* **Passage shown**:
%%

1,000 new homes planned for Mount Barker as Cedar Woods proposal tests housing and biodiversity balance
Image Courtesy: Dronie Ward
Proposed development is a test case for the way South Australia is trying to solve the housing shortage by pushing more growth into peri-urban and regional-edge communities.
The proposed Cedar Woods development at Mount Barker is not just another housing project. It is a test case for the way South Australia is trying to solve the housing shortage by pushing more growth into peri-urban and regional-edge communities.
Nearly 1,000 new homes would add much-needed supply, but the reported clearing of native vegetation and removal of mature trees raises a more uncomfortable question: is the state solving the housing crisis by quietly transferring the cost to infrastructure, biodiversity, local character and future residents?

%%

* **Excerpted records**:
%%

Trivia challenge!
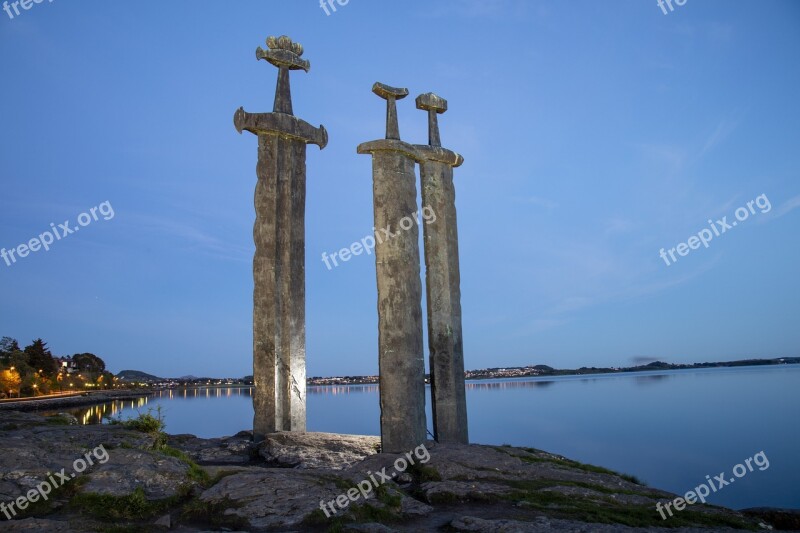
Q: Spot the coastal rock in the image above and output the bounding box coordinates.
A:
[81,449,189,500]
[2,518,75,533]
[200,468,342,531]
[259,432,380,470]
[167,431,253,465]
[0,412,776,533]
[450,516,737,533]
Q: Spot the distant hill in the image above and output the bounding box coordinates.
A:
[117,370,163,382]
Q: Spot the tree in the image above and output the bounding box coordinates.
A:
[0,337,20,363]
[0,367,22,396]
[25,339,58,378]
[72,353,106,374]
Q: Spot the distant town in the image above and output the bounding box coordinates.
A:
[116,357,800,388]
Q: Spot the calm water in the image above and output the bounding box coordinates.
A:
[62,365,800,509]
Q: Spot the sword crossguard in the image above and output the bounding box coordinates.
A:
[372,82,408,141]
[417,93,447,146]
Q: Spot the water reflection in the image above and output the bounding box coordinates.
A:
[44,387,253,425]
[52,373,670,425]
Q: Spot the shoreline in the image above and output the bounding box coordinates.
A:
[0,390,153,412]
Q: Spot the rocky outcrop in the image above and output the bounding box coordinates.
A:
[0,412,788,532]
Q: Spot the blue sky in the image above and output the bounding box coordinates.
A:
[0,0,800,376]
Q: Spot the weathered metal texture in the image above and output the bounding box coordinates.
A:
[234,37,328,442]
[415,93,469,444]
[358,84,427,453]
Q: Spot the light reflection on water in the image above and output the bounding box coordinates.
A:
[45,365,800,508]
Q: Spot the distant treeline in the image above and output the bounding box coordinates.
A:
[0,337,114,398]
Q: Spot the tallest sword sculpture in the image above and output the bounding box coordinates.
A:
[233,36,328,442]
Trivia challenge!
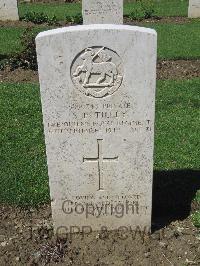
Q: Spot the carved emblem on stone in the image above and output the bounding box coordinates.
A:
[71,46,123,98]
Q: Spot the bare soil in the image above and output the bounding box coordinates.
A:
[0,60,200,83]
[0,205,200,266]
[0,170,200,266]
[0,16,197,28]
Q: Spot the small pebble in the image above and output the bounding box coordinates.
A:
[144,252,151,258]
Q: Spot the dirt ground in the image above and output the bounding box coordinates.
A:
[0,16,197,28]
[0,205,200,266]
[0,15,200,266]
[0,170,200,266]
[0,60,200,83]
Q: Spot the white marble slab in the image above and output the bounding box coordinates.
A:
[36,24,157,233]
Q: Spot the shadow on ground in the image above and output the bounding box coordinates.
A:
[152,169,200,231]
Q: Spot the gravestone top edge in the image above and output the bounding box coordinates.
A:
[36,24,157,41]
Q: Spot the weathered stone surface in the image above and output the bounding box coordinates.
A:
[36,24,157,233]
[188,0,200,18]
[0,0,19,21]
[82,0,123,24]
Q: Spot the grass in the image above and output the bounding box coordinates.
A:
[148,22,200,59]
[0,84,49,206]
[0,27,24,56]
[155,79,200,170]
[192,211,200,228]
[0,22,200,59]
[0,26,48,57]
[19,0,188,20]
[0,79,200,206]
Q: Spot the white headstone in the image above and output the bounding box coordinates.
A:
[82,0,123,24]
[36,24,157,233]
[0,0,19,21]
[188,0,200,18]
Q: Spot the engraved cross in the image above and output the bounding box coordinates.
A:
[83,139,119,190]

%%

* **Instruction**:
Reproduce the stretch of the Mount Barker housing article from "The proposed Cedar" through "and future residents?".

* **Written solution**:
The proposed Cedar Woods development at Mount Barker is not just another housing project. It is a test case for the way South Australia is trying to solve the housing shortage by pushing more growth into peri-urban and regional-edge communities.
Nearly 1,000 new homes would add much-needed supply, but the reported clearing of native vegetation and removal of mature trees raises a more uncomfortable question: is the state solving the housing crisis by quietly transferring the cost to infrastructure, biodiversity, local character and future residents?